** Data to process follows **
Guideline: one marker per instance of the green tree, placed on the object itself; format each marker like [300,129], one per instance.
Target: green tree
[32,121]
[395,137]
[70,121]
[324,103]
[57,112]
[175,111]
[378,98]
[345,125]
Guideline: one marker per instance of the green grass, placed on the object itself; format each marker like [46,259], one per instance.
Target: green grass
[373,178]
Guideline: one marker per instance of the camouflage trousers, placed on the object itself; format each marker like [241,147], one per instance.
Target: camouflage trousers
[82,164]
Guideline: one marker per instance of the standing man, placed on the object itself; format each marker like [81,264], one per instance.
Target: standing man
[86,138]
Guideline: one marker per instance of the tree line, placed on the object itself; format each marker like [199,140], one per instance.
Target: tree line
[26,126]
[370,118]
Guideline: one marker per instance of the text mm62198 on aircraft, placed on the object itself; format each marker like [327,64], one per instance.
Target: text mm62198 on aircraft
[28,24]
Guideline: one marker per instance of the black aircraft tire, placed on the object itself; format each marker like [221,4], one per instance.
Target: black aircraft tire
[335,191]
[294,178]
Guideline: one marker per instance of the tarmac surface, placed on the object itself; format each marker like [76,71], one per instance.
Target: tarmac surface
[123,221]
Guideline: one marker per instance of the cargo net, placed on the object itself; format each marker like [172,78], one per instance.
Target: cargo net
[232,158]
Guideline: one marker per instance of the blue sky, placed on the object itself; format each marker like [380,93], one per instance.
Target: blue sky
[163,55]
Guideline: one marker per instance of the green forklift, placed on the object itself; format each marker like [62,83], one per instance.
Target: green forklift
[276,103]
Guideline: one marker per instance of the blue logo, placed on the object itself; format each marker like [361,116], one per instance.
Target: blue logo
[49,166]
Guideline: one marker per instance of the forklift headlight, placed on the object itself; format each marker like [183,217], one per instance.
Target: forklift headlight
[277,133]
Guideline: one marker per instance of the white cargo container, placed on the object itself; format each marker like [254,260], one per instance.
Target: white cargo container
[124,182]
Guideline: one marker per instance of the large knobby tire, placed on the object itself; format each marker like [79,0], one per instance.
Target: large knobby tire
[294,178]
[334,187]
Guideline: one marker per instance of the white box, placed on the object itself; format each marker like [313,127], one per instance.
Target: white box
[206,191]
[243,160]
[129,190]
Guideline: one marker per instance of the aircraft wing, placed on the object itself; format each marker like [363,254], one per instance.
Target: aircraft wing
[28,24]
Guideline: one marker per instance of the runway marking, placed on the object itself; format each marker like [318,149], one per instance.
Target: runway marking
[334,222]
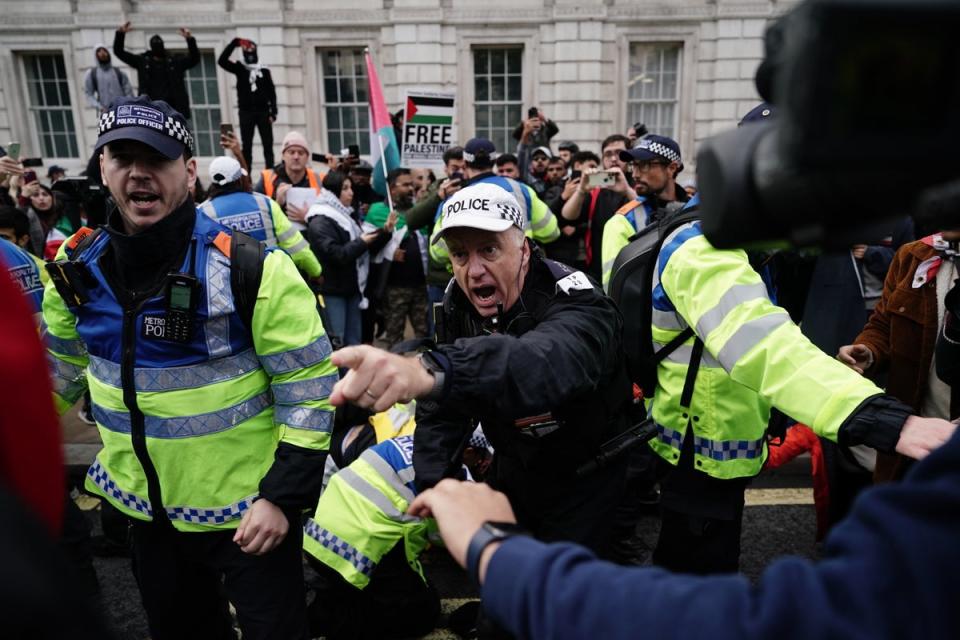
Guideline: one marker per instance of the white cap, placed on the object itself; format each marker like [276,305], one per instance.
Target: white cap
[481,206]
[224,170]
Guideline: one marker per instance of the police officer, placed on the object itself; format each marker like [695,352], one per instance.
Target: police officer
[655,161]
[368,551]
[714,395]
[539,223]
[531,350]
[213,412]
[231,203]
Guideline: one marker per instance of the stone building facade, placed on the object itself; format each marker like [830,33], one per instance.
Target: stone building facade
[684,67]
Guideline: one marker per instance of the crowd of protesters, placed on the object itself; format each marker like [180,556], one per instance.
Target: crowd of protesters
[378,264]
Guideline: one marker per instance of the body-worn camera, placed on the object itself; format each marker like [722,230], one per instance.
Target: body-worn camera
[866,94]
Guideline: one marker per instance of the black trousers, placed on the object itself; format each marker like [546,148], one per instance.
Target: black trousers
[555,508]
[701,517]
[260,120]
[185,580]
[397,603]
** End of Data to process **
* _Activity_: For this exercise, retype the data above exactly and skip every image.

* _Task answer_:
Guideline: one marker per instance of the green tree, placed on the object itself; format each marker like [300,129], one per instance.
Target: green tree
[32,121]
[395,137]
[70,121]
[324,103]
[57,112]
[175,111]
[378,98]
[345,125]
Guideline: one marker per instance of the green grass, placed on the object itself; format each marker like [46,259], one per instance.
Target: green grass
[373,178]
Guideline: one marker per instance of the camouflage trousers, placed on the object itself; format each marker like [241,147], one per instance.
Target: camouflage trousers
[82,164]
Guideline: one marker per instance of the standing man, placed on the object itself; format each marker like [81,264], one per instance.
Target: standing man
[86,138]
Guideline: one marker per instance of the tree line, placed on the object itself; format each marker like [199,140], one per instance.
Target: tree line
[26,126]
[370,118]
Guideline: one marker per instance of the text mm62198 on aircraft, placed on the object itself; format each marker like [327,64], one per instance.
Target: text mm62198 on aircraft
[28,24]
Guideline: one marker per instance of the black aircraft tire, placed on the object itself; format each marker like [221,4], one per instance.
Target: black aircraft tire
[335,191]
[294,178]
Guideline: one marker per instance of the tarmac surface, placed on the object itself; format each marker like [76,71], one per instance.
Target: tarmac surface
[123,221]
Guideline: one marker per instance of the cargo net, placed on the object itself; format each marker like [172,78], one per instance.
Target: cargo net
[232,158]
Guideline: one marker per instance of the blue sky, placed on the object itself; format each marker like [380,93], one per instance.
Target: blue sky
[163,55]
Guideline: one marker per instance of the green forklift, placed on the object itself; format each marker like [62,83], one per instance.
Target: green forklift
[276,103]
Guideline: one marker per instance of the blue logo, placed on the object itself; format each marker like [361,116], one per instance.
Target: blue logo
[49,166]
Guideline: one marker per instance of the forklift headlight, placed on the object itself; format each marker like [183,217], one per instance.
Target: forklift headlight
[277,133]
Guideline: one marker per instance of the white cargo container, placed on the object itself; format each marker like [254,260], one per instance.
Target: white cargo container
[124,182]
Guideline: one marker per instance of the large knobby tire, placed on the object itself; format each marker like [79,0], one per instance.
Target: large knobby tire
[294,178]
[334,187]
Guideline: one marker per instance of the white box, placed on the object itself; format each marker like [313,127], one per instance.
Target: white box
[206,191]
[243,160]
[129,190]
Guideline: one marker per instance of the aircraft wing, placed on the object itself; format each marker like [363,254], one per instance.
Target: aircraft wing
[28,24]
Guideline: one marker per instance of the runway marking, placed on the object itself; format each marker like [318,149], one per instance.
Target: runway marking
[334,222]
Guideline: one marker per instance of the white cap, placed on the object itself; format each marker like [276,305], one per instance.
Target: white cap
[481,206]
[224,170]
Guideline: one marker per instance of the police officer, placed on the object itself; format each marker like [695,352], one per instance.
Target: police officer
[655,161]
[368,551]
[714,395]
[539,223]
[531,350]
[213,412]
[231,203]
Guideline: one marker per instance of the stone building facade, placed on the object itself; format each marker like [830,33], one per instance.
Target: stone building facade
[684,67]
Guideline: one marker per instance of the crowd of protesters, placed on the object itself; format each marker like [180,556], one per instance.
Target: crowd of protesters
[378,264]
Guideline: one marker per instance of the body-worn camera, placed on the object itself; format each marker like [722,230], one per instance.
Target: body-worn camera
[866,94]
Guideline: one marker per instance of the black trousers, placed on the object itself; format each marker like [546,148], one per instance.
Target: black trousers
[555,508]
[701,517]
[260,120]
[185,580]
[397,603]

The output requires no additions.